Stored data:
---

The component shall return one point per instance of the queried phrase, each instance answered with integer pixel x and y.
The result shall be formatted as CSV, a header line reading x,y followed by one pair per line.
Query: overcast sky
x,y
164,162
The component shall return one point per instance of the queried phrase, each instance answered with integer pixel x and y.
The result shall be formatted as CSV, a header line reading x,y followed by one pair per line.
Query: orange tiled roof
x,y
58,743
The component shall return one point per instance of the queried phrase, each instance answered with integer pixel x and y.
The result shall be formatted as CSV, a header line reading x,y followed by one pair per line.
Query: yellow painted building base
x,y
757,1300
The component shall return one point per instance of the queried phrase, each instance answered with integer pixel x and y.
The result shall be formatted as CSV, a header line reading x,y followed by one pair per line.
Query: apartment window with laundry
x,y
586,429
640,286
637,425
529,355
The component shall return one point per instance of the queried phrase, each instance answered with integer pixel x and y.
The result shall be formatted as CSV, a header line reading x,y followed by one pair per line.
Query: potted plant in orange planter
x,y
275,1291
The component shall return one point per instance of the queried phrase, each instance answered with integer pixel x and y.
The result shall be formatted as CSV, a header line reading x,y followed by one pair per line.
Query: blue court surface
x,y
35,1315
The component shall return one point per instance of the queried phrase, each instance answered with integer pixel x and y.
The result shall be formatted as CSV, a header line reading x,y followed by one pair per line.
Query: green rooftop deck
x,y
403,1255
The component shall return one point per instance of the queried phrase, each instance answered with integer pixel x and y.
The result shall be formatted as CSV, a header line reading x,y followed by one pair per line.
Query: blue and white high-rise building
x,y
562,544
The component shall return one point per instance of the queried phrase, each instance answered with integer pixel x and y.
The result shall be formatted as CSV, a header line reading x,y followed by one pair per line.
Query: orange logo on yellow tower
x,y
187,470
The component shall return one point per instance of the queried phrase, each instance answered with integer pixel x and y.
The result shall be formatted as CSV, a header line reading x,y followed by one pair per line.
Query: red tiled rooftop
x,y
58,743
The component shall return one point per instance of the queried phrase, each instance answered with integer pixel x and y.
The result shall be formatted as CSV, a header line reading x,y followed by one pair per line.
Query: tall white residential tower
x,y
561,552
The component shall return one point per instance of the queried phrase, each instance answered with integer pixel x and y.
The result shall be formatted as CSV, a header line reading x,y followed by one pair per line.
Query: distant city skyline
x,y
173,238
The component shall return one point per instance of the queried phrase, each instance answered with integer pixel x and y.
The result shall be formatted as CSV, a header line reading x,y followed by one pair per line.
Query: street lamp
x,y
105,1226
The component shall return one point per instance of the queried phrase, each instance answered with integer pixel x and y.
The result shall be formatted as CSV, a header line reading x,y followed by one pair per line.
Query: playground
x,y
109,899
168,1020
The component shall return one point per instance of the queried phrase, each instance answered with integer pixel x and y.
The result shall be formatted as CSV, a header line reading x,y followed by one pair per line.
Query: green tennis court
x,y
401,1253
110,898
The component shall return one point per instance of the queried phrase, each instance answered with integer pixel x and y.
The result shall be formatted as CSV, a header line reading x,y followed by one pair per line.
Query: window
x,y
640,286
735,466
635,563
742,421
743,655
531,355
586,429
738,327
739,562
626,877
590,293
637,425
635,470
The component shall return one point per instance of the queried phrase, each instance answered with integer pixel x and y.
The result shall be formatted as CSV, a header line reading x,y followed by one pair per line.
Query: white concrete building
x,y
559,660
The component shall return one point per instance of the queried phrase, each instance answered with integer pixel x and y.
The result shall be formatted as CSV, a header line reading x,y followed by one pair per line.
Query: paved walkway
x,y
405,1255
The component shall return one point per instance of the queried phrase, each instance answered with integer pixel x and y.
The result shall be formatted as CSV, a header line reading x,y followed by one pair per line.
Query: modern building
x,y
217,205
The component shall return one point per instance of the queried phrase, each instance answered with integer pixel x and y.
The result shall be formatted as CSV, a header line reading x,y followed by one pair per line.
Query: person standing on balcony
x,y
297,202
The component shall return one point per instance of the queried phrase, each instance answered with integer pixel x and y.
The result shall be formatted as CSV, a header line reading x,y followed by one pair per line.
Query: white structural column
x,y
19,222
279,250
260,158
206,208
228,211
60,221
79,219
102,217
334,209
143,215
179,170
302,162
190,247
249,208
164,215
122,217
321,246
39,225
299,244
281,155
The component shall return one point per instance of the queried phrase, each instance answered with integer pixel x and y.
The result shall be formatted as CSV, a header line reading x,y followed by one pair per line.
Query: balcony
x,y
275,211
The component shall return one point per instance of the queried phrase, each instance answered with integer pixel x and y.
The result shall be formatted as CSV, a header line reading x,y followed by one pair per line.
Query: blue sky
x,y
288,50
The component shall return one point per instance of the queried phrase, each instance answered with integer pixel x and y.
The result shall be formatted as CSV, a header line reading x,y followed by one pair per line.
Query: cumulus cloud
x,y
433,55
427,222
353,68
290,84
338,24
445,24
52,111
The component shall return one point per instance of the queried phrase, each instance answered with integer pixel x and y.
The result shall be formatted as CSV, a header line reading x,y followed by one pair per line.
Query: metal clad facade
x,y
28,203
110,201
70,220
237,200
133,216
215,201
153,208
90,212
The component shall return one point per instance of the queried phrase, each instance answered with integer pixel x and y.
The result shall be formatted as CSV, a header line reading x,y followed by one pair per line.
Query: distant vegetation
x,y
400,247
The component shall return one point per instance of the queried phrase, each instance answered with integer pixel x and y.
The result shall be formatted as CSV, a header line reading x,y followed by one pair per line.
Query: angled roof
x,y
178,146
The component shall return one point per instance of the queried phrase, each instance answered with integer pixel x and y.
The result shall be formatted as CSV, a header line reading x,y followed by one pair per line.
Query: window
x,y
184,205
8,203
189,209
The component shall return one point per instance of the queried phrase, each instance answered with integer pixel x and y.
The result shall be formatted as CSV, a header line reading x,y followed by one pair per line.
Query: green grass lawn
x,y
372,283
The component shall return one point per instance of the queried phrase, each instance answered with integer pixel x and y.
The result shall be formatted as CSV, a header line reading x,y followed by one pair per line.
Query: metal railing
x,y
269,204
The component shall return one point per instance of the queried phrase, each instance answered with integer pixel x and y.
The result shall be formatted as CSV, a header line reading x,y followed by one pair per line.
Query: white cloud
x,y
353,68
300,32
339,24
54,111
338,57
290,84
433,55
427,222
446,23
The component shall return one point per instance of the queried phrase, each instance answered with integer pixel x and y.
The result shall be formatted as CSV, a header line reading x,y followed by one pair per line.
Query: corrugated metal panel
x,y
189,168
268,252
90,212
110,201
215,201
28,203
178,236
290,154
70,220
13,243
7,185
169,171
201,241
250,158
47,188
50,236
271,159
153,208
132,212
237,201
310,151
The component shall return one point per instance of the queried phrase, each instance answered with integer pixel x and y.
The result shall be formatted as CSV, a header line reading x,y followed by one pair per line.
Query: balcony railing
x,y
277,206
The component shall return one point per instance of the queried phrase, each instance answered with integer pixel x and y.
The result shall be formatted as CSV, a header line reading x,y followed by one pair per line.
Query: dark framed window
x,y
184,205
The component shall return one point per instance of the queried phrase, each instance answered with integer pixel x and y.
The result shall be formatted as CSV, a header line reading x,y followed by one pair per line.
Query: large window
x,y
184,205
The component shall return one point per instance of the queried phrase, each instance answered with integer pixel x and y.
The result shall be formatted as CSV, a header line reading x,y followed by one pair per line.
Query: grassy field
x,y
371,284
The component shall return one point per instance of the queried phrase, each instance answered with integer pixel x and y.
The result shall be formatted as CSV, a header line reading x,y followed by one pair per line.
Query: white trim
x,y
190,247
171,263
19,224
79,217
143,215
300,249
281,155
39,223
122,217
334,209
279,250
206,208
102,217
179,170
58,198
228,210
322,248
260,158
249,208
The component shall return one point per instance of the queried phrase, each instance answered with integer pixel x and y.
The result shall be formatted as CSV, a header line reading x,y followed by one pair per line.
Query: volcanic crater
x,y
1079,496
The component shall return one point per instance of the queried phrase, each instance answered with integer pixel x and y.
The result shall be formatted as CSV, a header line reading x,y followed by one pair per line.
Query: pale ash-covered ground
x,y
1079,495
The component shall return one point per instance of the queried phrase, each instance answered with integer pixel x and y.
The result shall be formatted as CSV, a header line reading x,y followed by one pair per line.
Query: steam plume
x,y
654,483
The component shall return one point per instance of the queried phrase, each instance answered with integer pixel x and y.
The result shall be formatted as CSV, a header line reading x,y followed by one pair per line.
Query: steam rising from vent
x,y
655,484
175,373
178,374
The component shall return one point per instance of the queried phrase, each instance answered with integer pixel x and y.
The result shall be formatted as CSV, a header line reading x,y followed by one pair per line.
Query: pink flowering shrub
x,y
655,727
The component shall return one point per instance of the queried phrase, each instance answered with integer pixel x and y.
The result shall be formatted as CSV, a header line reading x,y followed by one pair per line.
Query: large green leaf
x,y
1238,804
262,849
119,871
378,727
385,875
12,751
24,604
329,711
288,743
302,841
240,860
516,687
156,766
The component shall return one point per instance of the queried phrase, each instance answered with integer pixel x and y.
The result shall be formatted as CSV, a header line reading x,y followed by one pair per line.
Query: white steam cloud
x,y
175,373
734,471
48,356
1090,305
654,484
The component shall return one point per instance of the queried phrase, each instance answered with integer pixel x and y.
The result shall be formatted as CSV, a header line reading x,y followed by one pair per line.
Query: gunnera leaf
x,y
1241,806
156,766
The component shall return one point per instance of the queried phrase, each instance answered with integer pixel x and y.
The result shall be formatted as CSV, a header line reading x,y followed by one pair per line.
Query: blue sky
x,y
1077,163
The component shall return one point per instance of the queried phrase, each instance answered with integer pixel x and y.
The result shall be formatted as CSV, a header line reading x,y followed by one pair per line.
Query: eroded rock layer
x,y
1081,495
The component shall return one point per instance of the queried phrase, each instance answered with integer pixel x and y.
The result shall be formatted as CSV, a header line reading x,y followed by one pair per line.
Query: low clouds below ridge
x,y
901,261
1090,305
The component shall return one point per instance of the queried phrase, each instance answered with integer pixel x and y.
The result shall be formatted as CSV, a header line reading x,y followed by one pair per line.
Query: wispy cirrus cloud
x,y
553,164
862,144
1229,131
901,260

---

GOAL: Show every line in the entries above that contains the string "window". Case counts.

THE COMPLETED TASK:
Query: apartment window with laundry
Query: window
Query: window
Query: dark framed window
Query: large window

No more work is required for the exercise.